It sounds more like the work is to put Mozilla and their partners in control of users' data and privacy online.
Let's be honest. This is really a transfer of control from one third party, e.g., a company providing internet service (ISP), to another third party, e.g., a company/organization providing a browser (Mozilla, Google, etc.), not to mention their "TRR" partners.
Surely it is only a fortuitous coincidence, but DOH in the browser makes it easier to track users by device, which appears to be the Holy Grail of the internet ad industry.
Putting Mozilla (and their partners) in charge of user privacy is different from putting users in charge of their own privacy.
Also, the "back in control" language is interesting. It implies the author believes users were "in control" in the past.
I run Unbound and Pi-Hole to do my own recursive resolving. Like a normal wireless router doing all the DNS lookups for its DHCP clients, Mozilla has no idea which particular device on my network is accessing duckduckgo.com. Once each browser happily sends requests to Mozilla, then on to NextDNS, there's a whole lot more data suddenly available to commingle in a data lake... The efficacy of browser fingerprinting means they won't even need cookies to distinguish between devices in those HTTP headers.

**Data entries**
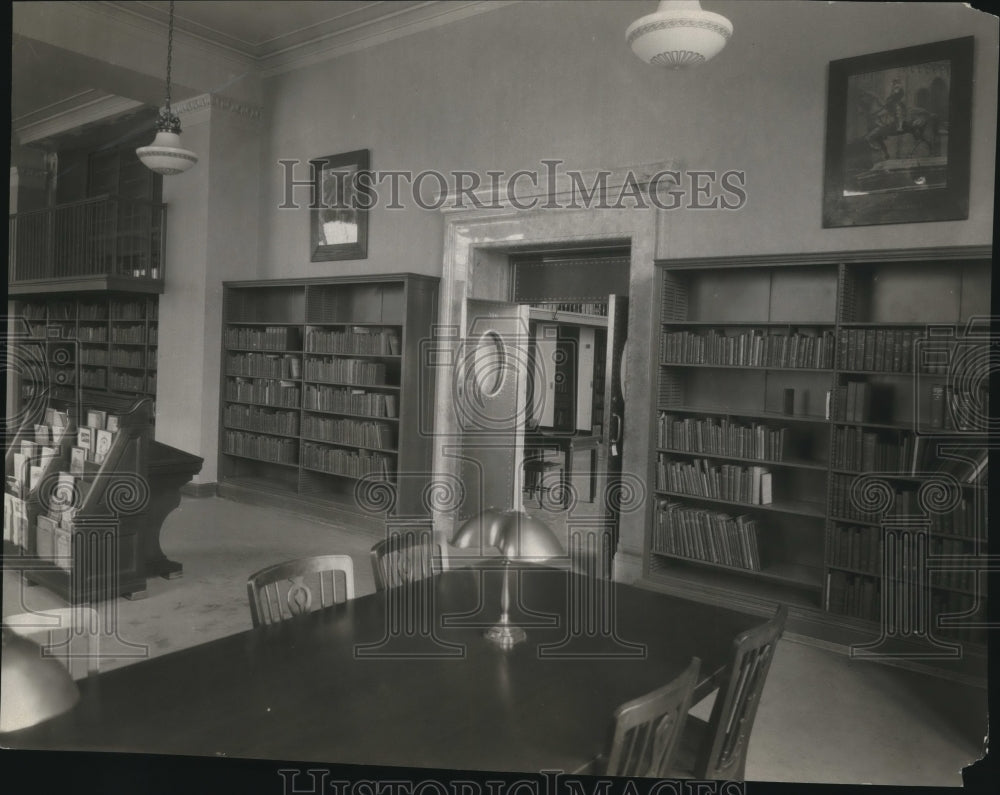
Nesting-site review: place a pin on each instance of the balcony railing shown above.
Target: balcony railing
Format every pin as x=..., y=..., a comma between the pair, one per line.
x=106, y=236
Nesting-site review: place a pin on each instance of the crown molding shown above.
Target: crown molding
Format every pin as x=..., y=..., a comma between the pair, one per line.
x=73, y=112
x=203, y=102
x=393, y=26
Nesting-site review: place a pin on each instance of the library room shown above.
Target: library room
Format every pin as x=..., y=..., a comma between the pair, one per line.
x=453, y=392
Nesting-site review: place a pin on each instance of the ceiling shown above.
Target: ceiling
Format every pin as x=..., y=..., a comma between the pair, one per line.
x=48, y=81
x=259, y=29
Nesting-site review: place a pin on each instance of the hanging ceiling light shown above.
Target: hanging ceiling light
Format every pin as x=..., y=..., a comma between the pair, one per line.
x=679, y=34
x=165, y=155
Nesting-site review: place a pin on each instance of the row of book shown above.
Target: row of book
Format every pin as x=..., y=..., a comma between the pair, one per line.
x=272, y=392
x=360, y=340
x=709, y=536
x=861, y=595
x=594, y=308
x=855, y=595
x=346, y=371
x=966, y=520
x=133, y=335
x=343, y=431
x=254, y=418
x=753, y=348
x=97, y=357
x=94, y=379
x=858, y=548
x=269, y=365
x=269, y=338
x=352, y=401
x=852, y=402
x=720, y=436
x=130, y=310
x=267, y=448
x=751, y=485
x=871, y=451
x=121, y=357
x=93, y=334
x=130, y=382
x=882, y=350
x=336, y=461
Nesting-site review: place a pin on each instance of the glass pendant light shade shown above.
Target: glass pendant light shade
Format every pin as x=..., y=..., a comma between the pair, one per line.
x=679, y=34
x=32, y=688
x=165, y=155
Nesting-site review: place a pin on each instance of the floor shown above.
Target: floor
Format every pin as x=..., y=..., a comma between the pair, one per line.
x=823, y=717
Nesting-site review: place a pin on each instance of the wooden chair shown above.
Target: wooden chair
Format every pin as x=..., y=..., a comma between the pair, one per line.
x=407, y=556
x=718, y=749
x=43, y=627
x=648, y=728
x=282, y=591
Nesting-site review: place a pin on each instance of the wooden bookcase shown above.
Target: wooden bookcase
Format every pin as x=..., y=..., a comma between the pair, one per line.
x=100, y=342
x=832, y=378
x=83, y=533
x=321, y=395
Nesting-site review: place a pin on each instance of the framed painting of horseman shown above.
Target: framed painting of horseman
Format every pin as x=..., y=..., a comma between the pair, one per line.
x=898, y=136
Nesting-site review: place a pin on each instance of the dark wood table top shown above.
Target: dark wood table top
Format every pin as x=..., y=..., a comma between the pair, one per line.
x=304, y=691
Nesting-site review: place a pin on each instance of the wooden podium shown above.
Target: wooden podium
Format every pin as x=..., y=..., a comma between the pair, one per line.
x=112, y=544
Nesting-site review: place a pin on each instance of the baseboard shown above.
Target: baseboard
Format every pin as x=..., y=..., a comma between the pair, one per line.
x=200, y=489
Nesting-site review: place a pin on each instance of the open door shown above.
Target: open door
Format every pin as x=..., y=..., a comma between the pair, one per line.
x=614, y=414
x=490, y=397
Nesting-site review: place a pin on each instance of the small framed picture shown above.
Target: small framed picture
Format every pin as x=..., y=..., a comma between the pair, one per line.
x=898, y=136
x=338, y=217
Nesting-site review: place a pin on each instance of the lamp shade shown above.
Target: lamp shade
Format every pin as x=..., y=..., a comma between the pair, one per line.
x=517, y=535
x=678, y=34
x=165, y=155
x=481, y=530
x=32, y=688
x=523, y=537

**What is asked**
[1] Could you copy the DNS-over-HTTPS comment word for word, from "Putting Mozilla (and" to "in the past."?
[2] Do these statements agree with the DNS-over-HTTPS comment? For each, answer yes or no and quote the words of the comment that decide it.
(a) The writer uses Unbound and Pi-Hole for recursive resolving.
(b) The comment says DOH in the browser makes it harder to track users by device.
(c) The comment says cookies will still be needed to tell devices apart.
[3] In the DNS-over-HTTPS comment, why doesn't Mozilla know which device on the writer's network is accessing duckduckgo.com? Answer in one to three sentences.

**Solutions to the tasks**
[1]
Putting Mozilla (and their partners) in charge of user privacy is different from putting users in charge of their own privacy.
Also, the "back in control" language is interesting. It implies the author believes users were "in control" in the past.

[2]
(a) Yes: "I run Unbound and Pi-Hole to do my own recursive resolving."
(b) No: "DOH in the browser makes it easier to track users by device"
(c) No: "they won't even need cookies to distinguish between devices in those HTTP headers."

[3] The writer runs Unbound and Pi-Hole to do their own recursive resolving. The lookups are therefore handled in one place for the whole network, like a normal wireless router doing all the DNS lookups for its DHCP clients. As a result, Mozilla cannot tell which particular device is making a request.